───── Document passage
# Game 68 Thread: Lakers vs Clippers



## Brian34Cook (Mar 26, 2003)

<center>








Los Angeles Lakers (44-23, 2nd Place)
vs.









Los Angeles Clippers (26-40, 6th Place)


Wednesday, Mar. 17
7:30 pm 
at Clippers 
TV: KCAL, NBALP 
Radio: KLAC-AM 570/KWKW-AM 1330 

*Starting Lineups:*

    
vs.
 

</center>


----------



## Pinball (Aug 3, 2002)

This should be a fun game. The Clips always play the Lakers close for some reason. I expect Brand to destroy us inside, as usual. Maggs usually plays well against us too. Hopefully, Shaq has a big game here.


----------



## DaUnbreakableKinG (Jun 28, 2003)

Lakers 104 - 96 Clippers

Kobe 32pts


----------



## JGKoblenz (Jul 19, 2002)

I am 100% sure that Los Angeles will win this match. :yes:


----------



## Cris (Jun 18, 2003)

So game 68 and Game 69 threads are kindof gonna look the same dont u think


----------



## Cap (Nov 5, 2003)

Lakers by 55.


----------



## Hibachi! (Sep 18, 2003)

Another tough matchup for the Lakers...


----------



## Cris (Jun 18, 2003)

Our home away from home, Nothing like playing away in your own building:no:


----------



## Ben1 (May 20, 2003)

I wouldn't be too shocked if we somehow manage to lose to the Clippers. :sigh:


----------



## Cap (Nov 5, 2003)

> Originally posted by <b>Ben</b>!
──────────
───── Stored rows
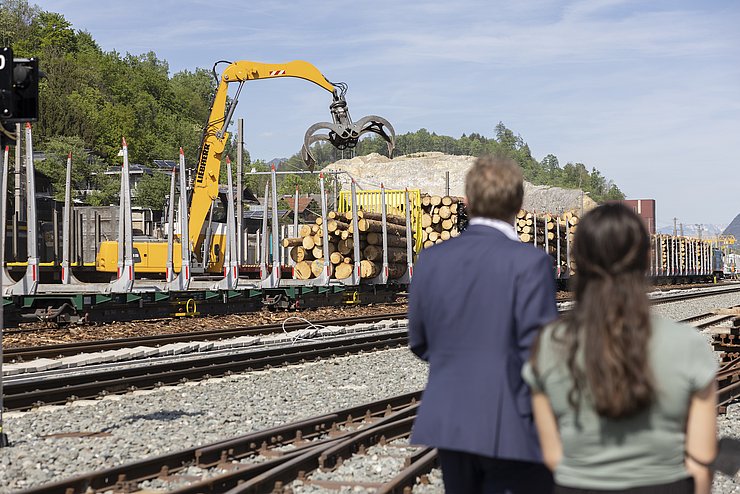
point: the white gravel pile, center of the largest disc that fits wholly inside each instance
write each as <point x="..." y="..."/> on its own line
<point x="152" y="423"/>
<point x="427" y="171"/>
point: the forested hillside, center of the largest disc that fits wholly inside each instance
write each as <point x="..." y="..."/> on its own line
<point x="91" y="98"/>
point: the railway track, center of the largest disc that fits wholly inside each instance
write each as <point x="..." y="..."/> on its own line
<point x="28" y="353"/>
<point x="53" y="351"/>
<point x="310" y="452"/>
<point x="260" y="461"/>
<point x="25" y="391"/>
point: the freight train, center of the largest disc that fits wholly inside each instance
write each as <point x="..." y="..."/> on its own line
<point x="276" y="282"/>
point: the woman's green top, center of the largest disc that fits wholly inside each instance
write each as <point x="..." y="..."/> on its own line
<point x="641" y="450"/>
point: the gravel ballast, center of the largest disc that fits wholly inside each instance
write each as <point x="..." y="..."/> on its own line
<point x="153" y="423"/>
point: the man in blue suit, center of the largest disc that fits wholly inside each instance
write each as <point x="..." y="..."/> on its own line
<point x="476" y="305"/>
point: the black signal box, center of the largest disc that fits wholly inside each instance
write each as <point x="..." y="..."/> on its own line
<point x="19" y="88"/>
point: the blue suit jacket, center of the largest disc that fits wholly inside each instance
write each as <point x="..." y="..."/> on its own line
<point x="476" y="304"/>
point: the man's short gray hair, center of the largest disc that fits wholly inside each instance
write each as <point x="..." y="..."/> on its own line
<point x="494" y="187"/>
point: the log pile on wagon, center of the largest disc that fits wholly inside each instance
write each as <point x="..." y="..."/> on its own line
<point x="441" y="218"/>
<point x="551" y="232"/>
<point x="308" y="254"/>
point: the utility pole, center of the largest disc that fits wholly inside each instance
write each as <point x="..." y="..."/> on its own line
<point x="18" y="180"/>
<point x="240" y="195"/>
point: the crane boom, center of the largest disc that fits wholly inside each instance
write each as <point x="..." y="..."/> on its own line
<point x="205" y="184"/>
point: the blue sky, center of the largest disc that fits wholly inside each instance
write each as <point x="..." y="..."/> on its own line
<point x="646" y="91"/>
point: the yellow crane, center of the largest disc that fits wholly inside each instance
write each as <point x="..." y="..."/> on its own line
<point x="342" y="132"/>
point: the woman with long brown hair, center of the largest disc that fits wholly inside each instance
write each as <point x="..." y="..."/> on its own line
<point x="624" y="401"/>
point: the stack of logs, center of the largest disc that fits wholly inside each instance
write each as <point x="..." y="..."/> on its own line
<point x="440" y="218"/>
<point x="308" y="254"/>
<point x="543" y="229"/>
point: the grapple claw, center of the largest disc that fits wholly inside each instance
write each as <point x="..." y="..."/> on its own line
<point x="343" y="133"/>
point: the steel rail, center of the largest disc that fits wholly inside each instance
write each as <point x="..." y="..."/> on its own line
<point x="26" y="393"/>
<point x="67" y="349"/>
<point x="308" y="434"/>
<point x="53" y="351"/>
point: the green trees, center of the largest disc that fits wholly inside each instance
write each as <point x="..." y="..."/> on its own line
<point x="91" y="99"/>
<point x="545" y="172"/>
<point x="152" y="191"/>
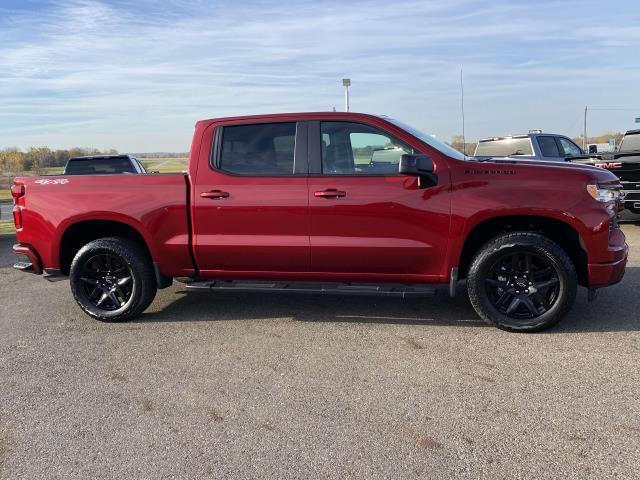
──────────
Request A
Summarize the Lakers–Clippers game thread in two sentences.
Request B
Answer these questions about the Lakers–Clippers game thread, one per line:
(i) At what time does the game start?
(ii) Which player does Pinball expect to "destroy us inside"?
(iii) By how many points does Cap predict the Lakers will win?
Request C
Write the next part of the Lakers–Clippers game thread, picking up after its final line.

Result A
The opening post sets up a game between the Los Angeles Lakers (44-23, 2nd place) and the Los Angeles Clippers (26-40, 6th place) on Wednesday, Mar. 17, at 7:30 pm at the Clippers, with TV on KCAL and NBALP and radio on KLAC-AM 570/KWKW-AM 1330. Replies offer predictions, including a 104-96 Lakers win with 32 points from Kobe and a Lakers win by 55, and views ranging from expecting a close game with Brand strong inside to not being shocked by a loss to the Clippers.

Result B
(i) 7:30 pm
(ii) Brand
(iii) 55

Result C
> I wouldn't be too shocked if we somehow manage to lose to the Clippers. :sigh:


Yup, Lakers suck against garbage teams.


----------



## ShaKobe_HOLLYWOOD (Mar 17, 2004)

well this will be the second day of back to back games for the clippers and i think that we should be able to come out fo the gate and get a good lead.....lakers win by 12


----------



## jstempi (Jul 23, 2003)

> Originally posted by <b>JGKoblenz</b>!
> I am 100% sure that Los Angeles will win this match. :yes:


You never know, some ***** are saying the refs won the last game...not Orlando or LA. :laugh:


----------



## Locke (Jun 16, 2003)

> Originally posted by <b>jstempi</b>!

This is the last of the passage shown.